▶ **WHAT YOU ARE ASKED TO DO**
Would you please copy all of the data exactly, skipping the images?

[Items from a dataset]
================================

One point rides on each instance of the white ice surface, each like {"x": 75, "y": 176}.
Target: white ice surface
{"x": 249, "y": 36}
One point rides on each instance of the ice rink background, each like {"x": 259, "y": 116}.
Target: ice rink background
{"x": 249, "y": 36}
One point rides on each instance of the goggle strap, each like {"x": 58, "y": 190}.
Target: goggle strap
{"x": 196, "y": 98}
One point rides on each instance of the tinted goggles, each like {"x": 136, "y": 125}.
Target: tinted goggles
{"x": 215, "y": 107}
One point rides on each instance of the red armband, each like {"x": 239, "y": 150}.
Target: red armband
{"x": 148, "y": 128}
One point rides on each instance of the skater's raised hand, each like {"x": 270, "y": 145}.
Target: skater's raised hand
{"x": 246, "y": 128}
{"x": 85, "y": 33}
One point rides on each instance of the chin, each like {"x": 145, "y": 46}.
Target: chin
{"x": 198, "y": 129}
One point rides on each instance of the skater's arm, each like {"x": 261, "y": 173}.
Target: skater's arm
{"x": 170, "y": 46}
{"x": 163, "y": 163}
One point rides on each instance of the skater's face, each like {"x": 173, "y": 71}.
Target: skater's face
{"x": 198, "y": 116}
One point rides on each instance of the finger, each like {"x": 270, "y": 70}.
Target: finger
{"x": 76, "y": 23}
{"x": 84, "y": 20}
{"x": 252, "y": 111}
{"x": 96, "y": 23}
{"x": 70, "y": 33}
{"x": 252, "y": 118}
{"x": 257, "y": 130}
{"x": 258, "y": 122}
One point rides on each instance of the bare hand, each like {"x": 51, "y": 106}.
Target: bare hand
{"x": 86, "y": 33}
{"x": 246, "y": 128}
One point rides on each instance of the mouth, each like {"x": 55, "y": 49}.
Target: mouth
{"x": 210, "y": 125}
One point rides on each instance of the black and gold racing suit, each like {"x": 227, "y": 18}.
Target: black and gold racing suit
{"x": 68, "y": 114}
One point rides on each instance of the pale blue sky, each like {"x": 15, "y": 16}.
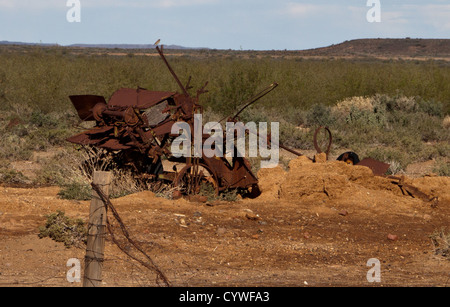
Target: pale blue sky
{"x": 221, "y": 24}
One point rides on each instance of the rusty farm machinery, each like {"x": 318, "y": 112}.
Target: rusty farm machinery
{"x": 135, "y": 127}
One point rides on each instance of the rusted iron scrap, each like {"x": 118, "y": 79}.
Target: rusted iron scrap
{"x": 135, "y": 125}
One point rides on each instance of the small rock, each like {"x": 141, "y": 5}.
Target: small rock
{"x": 320, "y": 158}
{"x": 343, "y": 213}
{"x": 252, "y": 216}
{"x": 198, "y": 198}
{"x": 221, "y": 231}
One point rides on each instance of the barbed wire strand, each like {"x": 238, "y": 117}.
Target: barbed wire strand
{"x": 149, "y": 264}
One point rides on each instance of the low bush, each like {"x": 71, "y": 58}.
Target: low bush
{"x": 61, "y": 228}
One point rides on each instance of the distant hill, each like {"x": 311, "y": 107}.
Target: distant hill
{"x": 381, "y": 47}
{"x": 385, "y": 47}
{"x": 101, "y": 46}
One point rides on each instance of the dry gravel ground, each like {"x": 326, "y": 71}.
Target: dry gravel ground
{"x": 317, "y": 224}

================================

▶ **COMPLETED EXERCISE**
One point rides on each instance of the white ice surface, each like {"x": 75, "y": 176}.
Target: white ice surface
{"x": 249, "y": 36}
One point rides on each instance of the ice rink background, each like {"x": 259, "y": 116}.
Target: ice rink background
{"x": 249, "y": 36}
One point rides on each instance of the goggle strap, each like {"x": 58, "y": 190}.
Target: goggle strap
{"x": 196, "y": 98}
One point rides on each instance of the tinted goggles, each like {"x": 136, "y": 125}.
Target: tinted goggles
{"x": 215, "y": 107}
One point rides on each instance of the red armband, each like {"x": 239, "y": 150}.
Target: red armband
{"x": 148, "y": 128}
One point rides on each instance of the skater's raised hand, each like {"x": 270, "y": 145}.
Target: skater's raised hand
{"x": 246, "y": 128}
{"x": 85, "y": 33}
One point rides on each instance of the chin, each like {"x": 145, "y": 46}.
Target: chin
{"x": 198, "y": 129}
One point rides on each instance of the skater's arm, each like {"x": 261, "y": 173}.
Target: skater's arm
{"x": 170, "y": 46}
{"x": 163, "y": 163}
One point rides on each instance of the skater's face, each like {"x": 173, "y": 71}.
Target: skater's face
{"x": 198, "y": 116}
One point rides on each instance of the finger, each like {"x": 270, "y": 70}.
Target: finger
{"x": 76, "y": 23}
{"x": 84, "y": 20}
{"x": 252, "y": 111}
{"x": 96, "y": 23}
{"x": 70, "y": 33}
{"x": 252, "y": 118}
{"x": 257, "y": 130}
{"x": 258, "y": 122}
One point rides on each instance of the bare hand, each like {"x": 51, "y": 106}.
Target: bare hand
{"x": 86, "y": 33}
{"x": 246, "y": 128}
One point rides on each instance of the mouth, each like {"x": 55, "y": 49}.
Target: mouth
{"x": 210, "y": 125}
One point rides on each instance of the black and gold racing suit, each like {"x": 227, "y": 18}.
Target: black and gold racing suit
{"x": 68, "y": 114}
One point rides on each instance of the pale blue sky, each like {"x": 15, "y": 16}.
Target: pale blue sky
{"x": 221, "y": 24}
One point rides on each instance of the rusty farm machinery, each like {"x": 318, "y": 112}.
Target: rusty farm machinery
{"x": 135, "y": 127}
One point rides on each instance of the rusted iron scrap, each like {"x": 118, "y": 79}.
Target: rusted iron scrap
{"x": 135, "y": 125}
One point rides on each instance of the small rock, each like {"x": 141, "y": 5}.
Target: small rock
{"x": 320, "y": 158}
{"x": 343, "y": 213}
{"x": 252, "y": 216}
{"x": 198, "y": 198}
{"x": 221, "y": 231}
One point rides on each instance of the barbed wire strand, each like {"x": 238, "y": 117}.
Target: barbed wire strand
{"x": 149, "y": 264}
One point rides on each instance of the low bush, each like {"x": 71, "y": 58}.
Target: low bush
{"x": 61, "y": 228}
One point rides on each instance of the distant hill, each like {"x": 311, "y": 107}.
Target: distant hill
{"x": 381, "y": 47}
{"x": 385, "y": 47}
{"x": 101, "y": 46}
One point rides on each instance of the dry gravel ground, each like {"x": 326, "y": 71}.
Target: dry gravel ground
{"x": 317, "y": 224}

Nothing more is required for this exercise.